OBJECTIVE. Render these lines as a numbered list, omitting any blank lines and leaving the pictures out of your answer.

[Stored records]
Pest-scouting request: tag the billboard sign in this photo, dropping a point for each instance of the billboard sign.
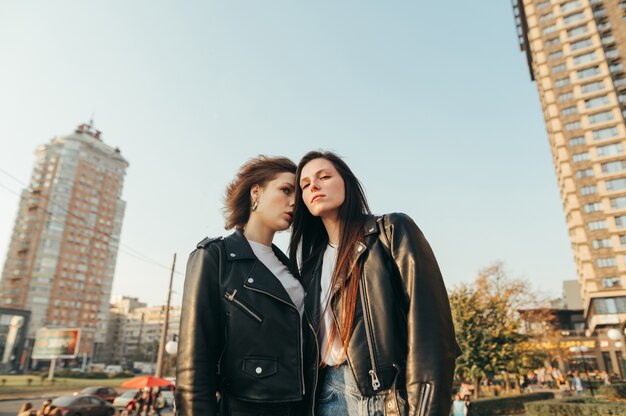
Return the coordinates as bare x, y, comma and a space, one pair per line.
56, 343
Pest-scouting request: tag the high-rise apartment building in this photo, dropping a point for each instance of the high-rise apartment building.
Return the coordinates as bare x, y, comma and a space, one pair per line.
135, 330
63, 250
576, 51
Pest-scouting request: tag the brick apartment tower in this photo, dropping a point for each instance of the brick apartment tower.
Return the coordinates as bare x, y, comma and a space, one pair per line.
63, 250
576, 51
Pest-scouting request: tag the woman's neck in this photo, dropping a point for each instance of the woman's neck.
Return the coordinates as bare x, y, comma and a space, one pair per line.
259, 233
333, 226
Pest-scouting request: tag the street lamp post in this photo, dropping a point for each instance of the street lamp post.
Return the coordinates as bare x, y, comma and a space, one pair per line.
161, 356
616, 336
172, 346
582, 349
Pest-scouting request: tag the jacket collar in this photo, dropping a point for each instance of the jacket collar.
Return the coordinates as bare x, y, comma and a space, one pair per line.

RESULT BELOW.
1. Pest-scouting request: tag the billboard sign in this photo, dropping a point for each instance of the billboard sign.
2. Return the coordinates as bare x, y, comma and a space, one pair per line.
3. 56, 343
4. Pest-scouting request: tag the high-rise apartment building in this photo, dropping a point for each instance of the high-rise apartment building.
5. Return the coordinates as bare x, y, comma and a space, one pair per line.
6. 135, 330
7. 63, 250
8. 576, 51
9. Pest-scouting request: tag the brick apartment tower in this photo, dropping a point for each instance of the brick apartment tower.
10. Return the coordinates as bare x, y, comma and a space, one pair per line.
11. 63, 250
12. 576, 51
13. Pest-scouting request: tag the woman's neck in this photo, dropping a point for each instance of the woman's neck.
14. Return the coordinates as bare x, y, comma and a space, one pair per line.
15. 259, 233
16. 333, 226
17. Pest-scouting request: tag the street lamp post in this photo, dropping a point for each instance of the street lamp post.
18. Return the coordinates as bare x, y, comma and a space, one pair per line.
19. 161, 356
20. 616, 336
21. 172, 346
22. 582, 349
23. Pest-scouting request: tag the jacket collar in this photo, dropping a point for each instance of the jacket collar.
24. Return the coordinates as bare x, y, comma and a space, one pair per line.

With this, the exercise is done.